## Passage provided

Film score by Nathan Johnson
- Released: November 28, 2025
- Recorded: 2025
- Studio: Abbey Road Studios
- Genre: Film score
- Length: 53:18
- Label: Cut Narrative
- Producer: Nathan Johnson

Nathan Johnson chronology
| Glass Onion: A Knives Out Mystery (2022) | Wake Up Dead Man (2025) |  |

= Wake Up Dead Man (soundtrack) =

Wake Up Dead Man (Original Motion Picture Soundtrack) is the film score to the 2025 film Wake Up Dead Man (Note: Subtitled as A Knives Out Mystery) directed by Rian Johnson; It is a standalone sequel to Glass Onion (2022) and the third installment overall in the Knives Out film series, with Daniel Craig reprising his role as master detective Benoit Blanc. The film score is composed by Nathan Johnson and released through Cut Narrative Records on November 28, 2025.

== Development ==
Rian's cousin and recurrent collaborator Nathan Johnson had returned to compose for Wake Up Dead Man, after working on the previous instalments. Like his previous ventures, Nathan involved in the film very early with Rian pitching him ideas about the film and also involved in the film's production in London. The predecessors being different in one way or the other, led the music to reflect in such a way, with "sharp, angular quartet" in Knives Out (2019), and a "big and broad, a lush, romantic orchestra" in Glass Onion: A Knives Out Mystery (2022). For Wake Up Dead Man, they went for a darker and more gothic approach.

Nathan noted that the first thing being heard in the score is the sound of the entire string section scraping their bows against the strings and then resolves into a single pure tone. Though being conceptual, it was also a tug of war between ugliness and beauty, and between light and dark—which Rian and cinematographer Steve Yedlin create visual parallels between light and darkness—that symbolizes the entire film. This sound represents the jewel which the characters are looking out for, which Nathan added:

"I think in our world today, things like money or power or a jewel, depending on who controls them, can tip into light or darkness. That just felt like a real resonant idea to explore. This thing that everybody wants, that everybody is after, can be used for good or evil."

Most of the motifs Nathan wrote for the film, actually ended up being conceptual. Though the film being set in a church, an environment that was closely associated with music, Rian and Nathan decided to not lean on churchy music, but use elements related to that. Nathan used multiple harps, but they were played in an odd, rhythmic way, and in a key scene, it anchors with the lowest string being plucked, providing a dreadful element which was quite ironic as the instrument itself is associated with a heavenly tone.

While planning to record the score at the Abbey Road Studios in London, Rian and Nathan found a giant old stone church in London, where they decided to record a quartet with textural recordings. While using the orchestra, he tried to subvert with the usual sounds, where a bunch of bass clarinets had been used as percussive sounds, by using the keys in a sort of cascading, laggy and imperfect sound, something like "spiders crossed with falling dominoes". They also found a half-broken harmonium which sounded "creaking and wheezing" which he recorded and slowed it down. He added, "it feels like the wood is creaking and ropes are pulling across old timbers. It"s not something that you would pick out, but you feel this creaky dread that something is coming."

## Data records
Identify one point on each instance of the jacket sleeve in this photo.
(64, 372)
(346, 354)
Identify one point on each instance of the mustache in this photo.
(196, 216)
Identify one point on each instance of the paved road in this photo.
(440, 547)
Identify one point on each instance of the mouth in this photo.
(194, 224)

## Exercise instructions
a) From the records, quote word for word the part that opens with the line containing "Identify one point on each instance of the mouth" and runs through the end of the records.
b) Continue the text on the Wake Up Dead Man score from where it stops.

## Outputs by task
a)
Identify one point on each instance of the mouth in this photo.
(194, 224)

b)
Nathan wrote the piece "The Confession" as a violin concerto, which had a delicate single voice, which can move between the drama and quietness, and is strong enough to convince an entire congregation to follow it. The entire piece was written and recorded in G minor.

== Release ==
The soundtrack to Wake Up Dead Man released through Nathan's Cut Narrative Records on November 28, 2025. A vinyl edition is scheduled to be released through Mutant.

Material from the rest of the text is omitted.